* Begin Extract provided *

[4eyes] Fwd: [FACULTY] PhD Defense -- Benjamin Nuernberger
Tobias Hollerer
holl at cs.ucsb.edu
Thu Aug 24 09:32:39 PDT 2017
Just a heads-up that Ben's PhD defense today is in the ECE conference
room (4th floor Harold Frank Hall).
Cheers,
Tobias
-------- Forwarded Message --------
Subject: [FACULTY] PhD Defense -- Benjamin Nuernberger
Date: Mon, 21 Aug 2017 14:26:43 -0700
From: benji <benji at cs.ucsb.edu>
Reply-To: benji at cs.ucsb.edu
To: faculty at lists.cs.ucsb.edu <faculty at lists.cs.ucsb.edu>,
grads at lists.cs.ucsb.edu <grads at lists.cs.ucsb.edu>,
lecturers at lists.cs.ucsb.edu <lecturers at lists.cs.ucsb.edu>,
research at lists.cs.ucsb.edu <research at lists.cs.ucsb.edu>, Nicole McCoy
<nicolem at cs.ucsb.edu>
PhD Defense
*Benjamin Nuernberger*
Thursday, August 24^th , 2017
11:00am – HFH 4164
**
**
*Committee:*Matthew Turk (Co-Chair), Tobias Hollerer (Co-Chair), Pradeep Sen
*Title:*Annotation and Virtual Navigation for Mixed-Reality Remote
Collaboration
*Abstract: *
Mixed reality has the potential to increase the usefulness of remote
collaboration by allowing remote users to interact with a virtual 3D
reconstruction of the physical world. Specifically, remote users can
now annotate and virtually navigate through image-based reconstructions
to complete tasks that are related to the physical environment.

* End Extract provided *
* Begin Supplied information *

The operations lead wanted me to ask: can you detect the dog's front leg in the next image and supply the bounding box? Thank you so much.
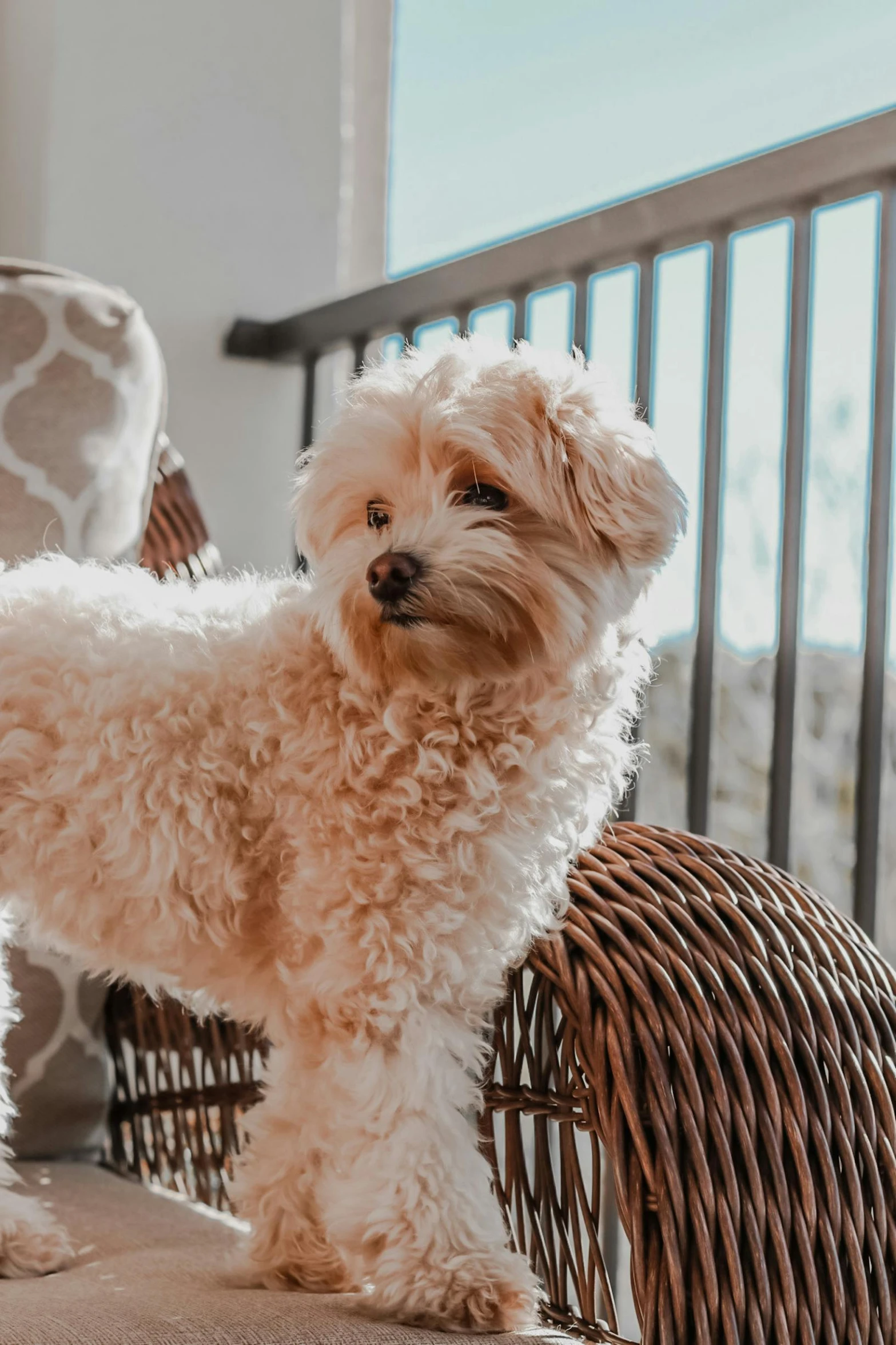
[0,912,71,1279]
[234,1048,360,1294]
[298,1010,539,1331]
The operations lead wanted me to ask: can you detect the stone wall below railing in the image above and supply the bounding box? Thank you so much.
[637,640,896,961]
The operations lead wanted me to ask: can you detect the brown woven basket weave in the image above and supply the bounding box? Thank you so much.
[107,457,896,1345]
[482,823,896,1345]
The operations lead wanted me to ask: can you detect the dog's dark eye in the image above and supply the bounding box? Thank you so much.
[462,482,508,514]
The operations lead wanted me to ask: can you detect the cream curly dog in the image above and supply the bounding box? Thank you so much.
[0,339,682,1330]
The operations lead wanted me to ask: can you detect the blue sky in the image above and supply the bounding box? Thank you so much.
[388,0,896,655]
[388,0,896,275]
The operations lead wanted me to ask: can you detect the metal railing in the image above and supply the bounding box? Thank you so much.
[226,110,896,935]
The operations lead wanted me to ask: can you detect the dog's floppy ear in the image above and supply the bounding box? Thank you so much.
[544,364,687,570]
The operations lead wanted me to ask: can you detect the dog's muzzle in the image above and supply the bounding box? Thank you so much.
[367,552,422,625]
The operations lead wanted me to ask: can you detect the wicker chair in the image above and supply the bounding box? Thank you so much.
[107,457,896,1345]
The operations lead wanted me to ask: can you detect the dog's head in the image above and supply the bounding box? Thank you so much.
[296,338,684,683]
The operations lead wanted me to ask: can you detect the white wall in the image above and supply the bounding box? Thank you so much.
[0,0,341,568]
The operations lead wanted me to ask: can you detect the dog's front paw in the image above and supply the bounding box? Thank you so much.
[0,1191,73,1279]
[369,1252,544,1333]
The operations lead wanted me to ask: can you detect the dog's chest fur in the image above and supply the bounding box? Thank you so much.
[248,624,624,1030]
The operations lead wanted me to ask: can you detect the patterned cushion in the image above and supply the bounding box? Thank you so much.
[0,261,165,1158]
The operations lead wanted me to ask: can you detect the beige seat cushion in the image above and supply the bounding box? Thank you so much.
[0,1164,568,1345]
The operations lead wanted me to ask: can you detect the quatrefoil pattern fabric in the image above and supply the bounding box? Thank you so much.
[0,262,165,1158]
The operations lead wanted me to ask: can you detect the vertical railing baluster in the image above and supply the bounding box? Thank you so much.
[352,332,369,375]
[853,184,896,939]
[768,210,811,869]
[512,289,529,342]
[688,235,728,832]
[634,257,657,420]
[572,271,591,355]
[619,256,657,822]
[293,350,317,574]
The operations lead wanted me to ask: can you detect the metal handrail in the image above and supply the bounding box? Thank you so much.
[226,109,896,935]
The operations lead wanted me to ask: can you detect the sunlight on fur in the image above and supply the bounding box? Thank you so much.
[0,339,684,1330]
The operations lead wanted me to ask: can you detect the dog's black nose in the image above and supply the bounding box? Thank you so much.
[367,552,420,602]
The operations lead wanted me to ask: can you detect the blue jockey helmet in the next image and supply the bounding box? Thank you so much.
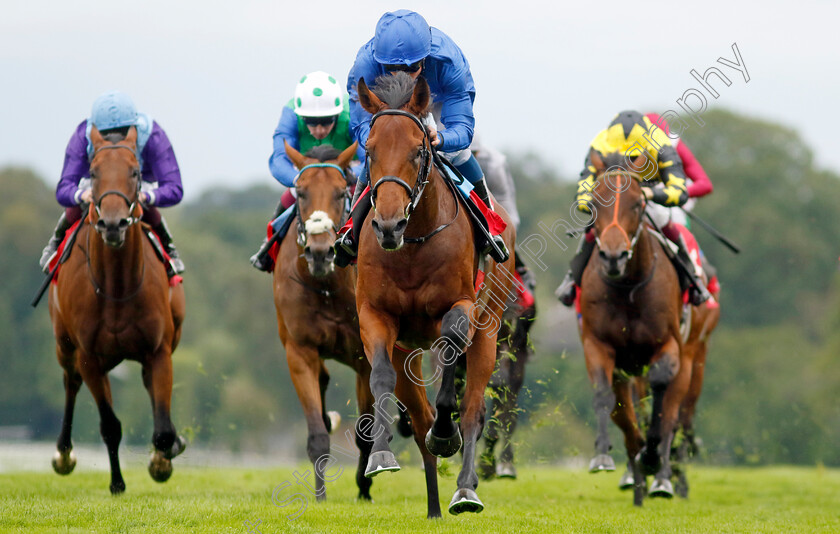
[373,9,432,65]
[90,91,137,130]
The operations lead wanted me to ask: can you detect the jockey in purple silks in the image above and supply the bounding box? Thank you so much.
[41,91,184,276]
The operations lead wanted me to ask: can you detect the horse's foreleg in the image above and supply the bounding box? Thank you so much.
[356,362,373,501]
[79,366,125,495]
[449,324,496,514]
[394,353,440,518]
[426,300,472,458]
[143,346,187,488]
[359,305,400,478]
[286,341,330,500]
[52,360,82,475]
[583,336,615,473]
[641,338,691,497]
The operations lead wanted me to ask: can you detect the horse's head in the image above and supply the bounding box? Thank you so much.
[589,150,648,279]
[357,72,431,250]
[286,143,356,276]
[90,126,142,248]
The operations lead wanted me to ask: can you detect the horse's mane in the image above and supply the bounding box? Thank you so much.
[304,144,341,162]
[370,71,417,109]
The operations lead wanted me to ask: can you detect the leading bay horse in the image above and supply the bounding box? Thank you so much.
[273,143,373,500]
[580,150,691,506]
[356,73,515,517]
[49,127,186,494]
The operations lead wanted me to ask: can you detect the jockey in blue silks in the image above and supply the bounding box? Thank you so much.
[336,9,506,266]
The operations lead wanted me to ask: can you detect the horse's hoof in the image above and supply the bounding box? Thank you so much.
[108,480,125,495]
[636,447,662,475]
[149,451,172,482]
[589,454,615,473]
[327,410,341,434]
[365,451,400,478]
[52,449,76,475]
[496,462,516,480]
[426,426,464,458]
[648,478,674,499]
[162,436,187,460]
[449,488,484,515]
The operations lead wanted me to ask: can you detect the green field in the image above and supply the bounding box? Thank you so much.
[0,465,840,534]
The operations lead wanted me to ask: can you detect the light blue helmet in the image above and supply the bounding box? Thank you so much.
[90,91,137,130]
[373,9,432,65]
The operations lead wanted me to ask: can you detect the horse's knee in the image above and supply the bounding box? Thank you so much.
[306,433,330,462]
[440,308,470,352]
[648,356,679,390]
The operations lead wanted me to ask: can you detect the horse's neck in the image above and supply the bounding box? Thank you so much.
[88,224,145,297]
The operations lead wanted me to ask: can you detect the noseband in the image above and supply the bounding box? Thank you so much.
[365,109,432,219]
[595,171,647,261]
[91,145,140,226]
[295,163,350,246]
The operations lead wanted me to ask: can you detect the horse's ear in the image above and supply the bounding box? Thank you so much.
[356,78,385,114]
[90,126,105,150]
[123,126,137,146]
[283,139,304,169]
[589,148,607,176]
[408,75,432,117]
[338,141,359,169]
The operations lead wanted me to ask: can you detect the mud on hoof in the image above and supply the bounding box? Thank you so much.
[426,426,464,458]
[589,454,615,473]
[149,451,172,482]
[618,469,636,491]
[496,462,516,480]
[108,480,125,495]
[449,488,484,515]
[648,478,674,499]
[365,451,400,478]
[52,449,76,475]
[161,436,187,460]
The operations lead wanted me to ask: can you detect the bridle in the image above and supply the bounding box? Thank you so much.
[91,145,141,226]
[595,171,647,261]
[365,109,461,244]
[295,163,350,246]
[365,109,432,219]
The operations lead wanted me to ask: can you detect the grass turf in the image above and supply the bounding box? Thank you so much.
[0,460,840,534]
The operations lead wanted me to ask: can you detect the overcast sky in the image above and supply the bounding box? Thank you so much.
[0,0,840,199]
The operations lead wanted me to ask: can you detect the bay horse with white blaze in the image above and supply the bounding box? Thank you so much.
[580,150,691,506]
[356,73,515,517]
[273,143,373,500]
[49,127,186,494]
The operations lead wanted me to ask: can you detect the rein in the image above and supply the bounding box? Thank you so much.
[365,109,460,244]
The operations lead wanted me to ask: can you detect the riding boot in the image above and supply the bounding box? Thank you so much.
[554,237,595,306]
[676,236,712,306]
[473,176,510,263]
[250,201,283,273]
[333,182,370,267]
[152,216,184,278]
[40,212,72,273]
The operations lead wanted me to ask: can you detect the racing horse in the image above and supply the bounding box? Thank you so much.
[272,143,373,500]
[356,73,515,518]
[49,127,186,494]
[580,150,691,506]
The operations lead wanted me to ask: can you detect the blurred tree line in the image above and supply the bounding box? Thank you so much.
[0,110,840,465]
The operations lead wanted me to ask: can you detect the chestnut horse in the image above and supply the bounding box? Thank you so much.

* End Supplied information *

**Requirements**
**1)** Name every member of the committee given in the defense announcement.
**2)** Return the part of the defense announcement between "[4eyes] Fwd: [FACULTY]" and "Harold Frank Hall).", inclusive.
**3)** Answer these questions from the defense announcement:
(a) Which room does the forwarding note say the defense is in?
(b) At what time is the defense scheduled?
(c) What is the title of the defense?
This listing has no connection to the defense announcement.

**Completed exercise**
**1)** Matthew Turk (Co-Chair), Tobias Hollerer (Co-Chair), Pradeep Sen

**2)**
[4eyes] Fwd: [FACULTY] PhD Defense -- Benjamin Nuernberger
Tobias Hollerer
holl at cs.ucsb.edu
Thu Aug 24 09:32:39 PDT 2017
Just a heads-up that Ben's PhD defense today is in the ECE conference
room (4th floor Harold Frank Hall).

**3)**
(a) The ECE conference room (4th floor Harold Frank Hall)
(b) 11:00am
(c) Annotation and Virtual Navigation for Mixed-Reality Remote Collaboration